*** Block opens ***
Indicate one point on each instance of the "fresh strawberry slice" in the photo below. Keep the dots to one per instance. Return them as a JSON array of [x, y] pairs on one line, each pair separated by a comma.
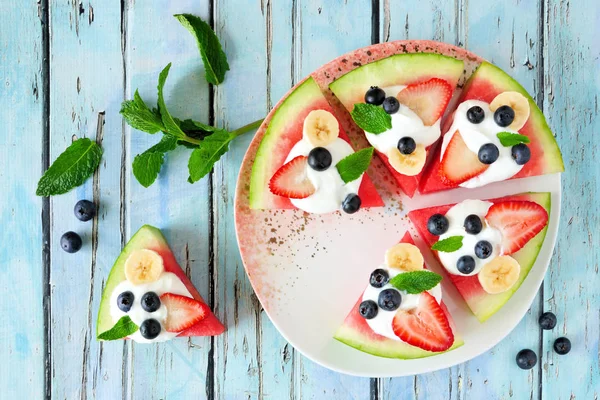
[[182, 312], [291, 180], [459, 164], [427, 99], [518, 221], [425, 327]]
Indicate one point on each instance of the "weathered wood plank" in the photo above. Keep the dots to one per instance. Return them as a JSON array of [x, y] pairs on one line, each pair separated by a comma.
[[21, 268], [571, 93]]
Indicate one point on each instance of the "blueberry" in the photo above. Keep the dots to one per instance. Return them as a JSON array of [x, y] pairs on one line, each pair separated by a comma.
[[391, 105], [379, 278], [125, 301], [465, 264], [351, 203], [407, 145], [319, 159], [150, 301], [84, 210], [504, 116], [70, 242], [368, 309], [437, 224], [547, 321], [526, 359], [375, 96], [473, 224], [521, 153], [389, 299], [150, 329], [475, 114], [488, 153], [562, 345]]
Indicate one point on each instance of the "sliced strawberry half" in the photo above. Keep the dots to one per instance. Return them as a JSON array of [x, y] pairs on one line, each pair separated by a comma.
[[291, 180], [459, 164], [518, 221], [428, 99], [183, 312], [425, 327]]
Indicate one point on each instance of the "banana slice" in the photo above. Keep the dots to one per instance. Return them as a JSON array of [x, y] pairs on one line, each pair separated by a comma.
[[404, 256], [408, 164], [143, 266], [517, 102], [321, 128], [499, 275]]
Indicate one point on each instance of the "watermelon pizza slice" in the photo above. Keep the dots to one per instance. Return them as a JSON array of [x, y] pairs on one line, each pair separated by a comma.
[[496, 133], [148, 298], [401, 313], [305, 159], [487, 247], [399, 102]]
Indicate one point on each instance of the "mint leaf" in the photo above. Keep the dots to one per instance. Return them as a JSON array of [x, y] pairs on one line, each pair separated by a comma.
[[448, 245], [139, 116], [509, 139], [213, 57], [209, 151], [353, 166], [371, 118], [416, 282], [73, 167], [123, 328], [147, 165]]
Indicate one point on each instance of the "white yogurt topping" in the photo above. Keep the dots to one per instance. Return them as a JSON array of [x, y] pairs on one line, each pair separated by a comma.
[[456, 219], [167, 283], [330, 188], [475, 136], [382, 323]]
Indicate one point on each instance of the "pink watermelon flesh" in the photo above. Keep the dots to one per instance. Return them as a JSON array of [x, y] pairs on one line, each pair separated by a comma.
[[355, 332], [482, 304], [486, 83]]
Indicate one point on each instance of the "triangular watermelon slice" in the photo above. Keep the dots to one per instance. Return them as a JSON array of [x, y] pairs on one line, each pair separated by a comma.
[[355, 332], [151, 238], [485, 84], [401, 69], [481, 303], [284, 130]]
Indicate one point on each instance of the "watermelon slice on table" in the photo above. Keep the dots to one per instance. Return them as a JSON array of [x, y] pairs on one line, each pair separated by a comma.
[[485, 84], [356, 332], [190, 313], [283, 132], [402, 69], [481, 303]]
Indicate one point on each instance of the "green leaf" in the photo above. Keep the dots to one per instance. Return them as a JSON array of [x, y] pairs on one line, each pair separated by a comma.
[[71, 169], [123, 328], [416, 282], [371, 118], [209, 151], [139, 116], [448, 245], [213, 57], [509, 139], [354, 165], [147, 165]]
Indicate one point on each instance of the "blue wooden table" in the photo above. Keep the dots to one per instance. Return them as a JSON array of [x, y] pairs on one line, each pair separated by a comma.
[[65, 67]]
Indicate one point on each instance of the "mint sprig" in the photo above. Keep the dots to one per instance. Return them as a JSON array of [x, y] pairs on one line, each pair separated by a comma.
[[448, 245], [416, 282], [509, 139], [123, 328], [71, 169], [353, 166], [371, 118]]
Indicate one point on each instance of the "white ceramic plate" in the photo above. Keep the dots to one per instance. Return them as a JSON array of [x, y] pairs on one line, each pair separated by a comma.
[[309, 270]]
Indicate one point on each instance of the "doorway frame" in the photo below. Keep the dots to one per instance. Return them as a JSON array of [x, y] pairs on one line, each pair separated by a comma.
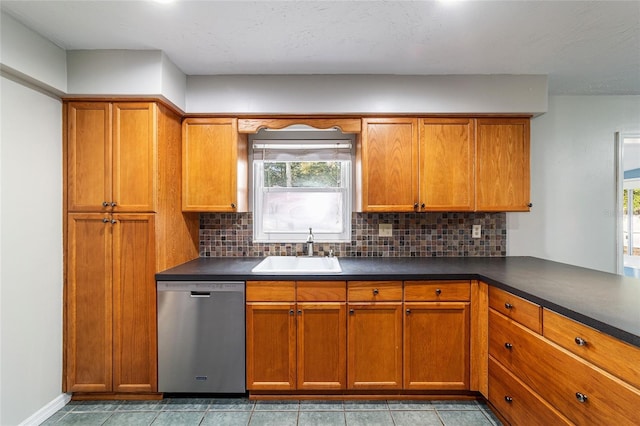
[[619, 212]]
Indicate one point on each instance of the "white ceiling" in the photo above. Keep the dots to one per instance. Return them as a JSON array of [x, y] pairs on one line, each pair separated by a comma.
[[585, 47]]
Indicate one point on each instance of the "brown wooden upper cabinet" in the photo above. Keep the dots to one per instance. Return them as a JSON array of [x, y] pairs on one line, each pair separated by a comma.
[[389, 166], [445, 164], [502, 164], [112, 149], [212, 160]]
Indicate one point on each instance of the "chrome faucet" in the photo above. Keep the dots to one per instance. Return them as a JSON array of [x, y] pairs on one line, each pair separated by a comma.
[[310, 243]]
*** Block closes ***
#### Work request:
Omitting all images, retype each line of the records precisely.

#### Result of this task:
Indicate one point on each instance of the "fresh strawberry slice" in the photo below. Keep the dots to one per instance. Return them as a JSON array of [x, y] pairs on one line, each pair separated by a comma.
[[182, 312], [291, 180], [459, 164], [427, 99], [518, 221], [425, 327]]
Indicate one point on each instance of the "weathered wood plank" in the photo above. Keep the dots to one per instance. Return them as a JSON array of [x, y] pairs on one line, each pair separated by a comma.
[[21, 268], [571, 93]]
Indicate one point on each instance of the "blueberry" in the photo above. Keep the dots to one per instance. Return them as a JSON array of [x, y] pairs on one line, each pair separated by a comma.
[[391, 105], [379, 278], [125, 301], [465, 264], [351, 203], [407, 145], [319, 159], [150, 301], [84, 210], [504, 116], [70, 242], [368, 309], [437, 224], [547, 321], [526, 359], [375, 96], [473, 224], [521, 153], [389, 299], [150, 329], [475, 114], [488, 153], [562, 345]]
Indicate one point on each instance of the "sliced strawberry half" in the photo above. Keep the dots to one per instance. Return them as a JSON array of [x, y] pairs on one line, each pair separated by a comma.
[[291, 180], [459, 164], [518, 221], [428, 99], [183, 312], [425, 327]]
Indicate one point on each instance of the "banana slice" in the photo above. Keep the dots to one per instance. Return them as a JSON array of [x, y] pairs on one line, each pair separated by a comma.
[[404, 256], [408, 164], [143, 266], [517, 102], [321, 128], [499, 275]]
Indicate one point on each instance of the "watermelon pizza slice" in the photo above. Keep the dots to one per instance. Return them as a JSON array of [x, y] pairs on one line, each pair separated by a comma.
[[496, 133], [148, 298], [401, 313], [305, 159], [487, 247], [399, 102]]
Indicate one point on each instance of the "mint leaf" in the photo above. Keep the dots to one per instance. Return them as a JSON array of [x, y] pairs on one line, each pair separated by a comma.
[[448, 245], [139, 116], [509, 139], [213, 57], [209, 151], [353, 166], [371, 118], [416, 282], [73, 167], [123, 328], [147, 165]]
Indicate one point on each instance of the "white yogurt topping" in the photo above. Keep the dots to one per instance. Return them as a JSON array of [x, y] pairs on one line, each pair separated by a comma.
[[456, 219], [167, 283], [330, 188], [475, 136], [382, 323]]
Indicate one point on each instance of the "pink watermelon flesh" in the photo above. Keep the dots to one per instance. Return them as a JSON array of [x, y] pairs on one line, each pair separated by a comma.
[[355, 332], [482, 304], [486, 83]]
Indicate one point on each instance of the "triangular watermelon slice" in the photo above. Keep the dots to one per instance. Return them as a JSON array of [x, y] pairs on one line, each pair separated by a comma.
[[355, 332], [151, 238], [485, 84], [401, 69], [481, 303], [284, 130]]
Indicate one point on each instance of the "watermelon slice on table" in the photo above. Keep the dots to one per instance. Return them as a JSON array of [x, y] pairs on one line, each pair separated by a comma.
[[485, 84], [356, 332], [190, 313], [283, 132], [402, 69], [481, 303]]
Indicate one point on each instance of the "green leaf" in the photo above. Keep the dots to one per instance. Return them as a JSON array of [x, y] pairs on one line, each pair separated by a comma.
[[71, 169], [123, 328], [416, 282], [371, 118], [209, 151], [139, 116], [448, 245], [213, 57], [509, 139], [354, 165], [147, 165]]
Indicate one point on each instance of the "blue wooden table" in the photo above. Keep the dots to one per instance. Return them as a JSON array of [x, y] pairs on one line, each pair separated by a comma.
[[65, 67]]
Indicate one point on each instance of the "mint sprig" in the photo above. Keep the dots to one per instance. Return them as a JSON array of [x, y] pairs on one line, each pair separated by a comma.
[[448, 245], [416, 282], [509, 139], [123, 328], [71, 169], [353, 166], [371, 118]]
Indicate one point on each instance of the "white ceramic plate" in the photo above. Keep the dots to one per instance. Return them as a JSON array of [x, y] pairs on one line, each pair separated by a comma.
[[309, 270]]
Indicate one point on each instance of the "doorway frame" in the photo below. Keep the dots to one per instance. Return them as a JSON array of [x, y] pairs on one line, each pair separated by a comma.
[[619, 212]]
Indicate one point on each instance of the "white ceiling" in the photo above. Keep the dots to one per instance. Return them as a JSON array of [x, y] pairs on one line, each pair separated by a comma.
[[585, 47]]
Indicate one point on each instance of the "brown wooden upper cabinet" in the photo above. Keep the dots to one per instance. Return them as a JSON array of [x, y] pairs on one line, each pair separated by a comma.
[[389, 166], [445, 164], [502, 164], [112, 149], [212, 160]]
Indicate one point on each instance of the "chrome faucet" in the photo above. Keep the dots to one per instance. Return them as a JSON array of [x, y] pairs on one line, each pair separated by a comma.
[[310, 243]]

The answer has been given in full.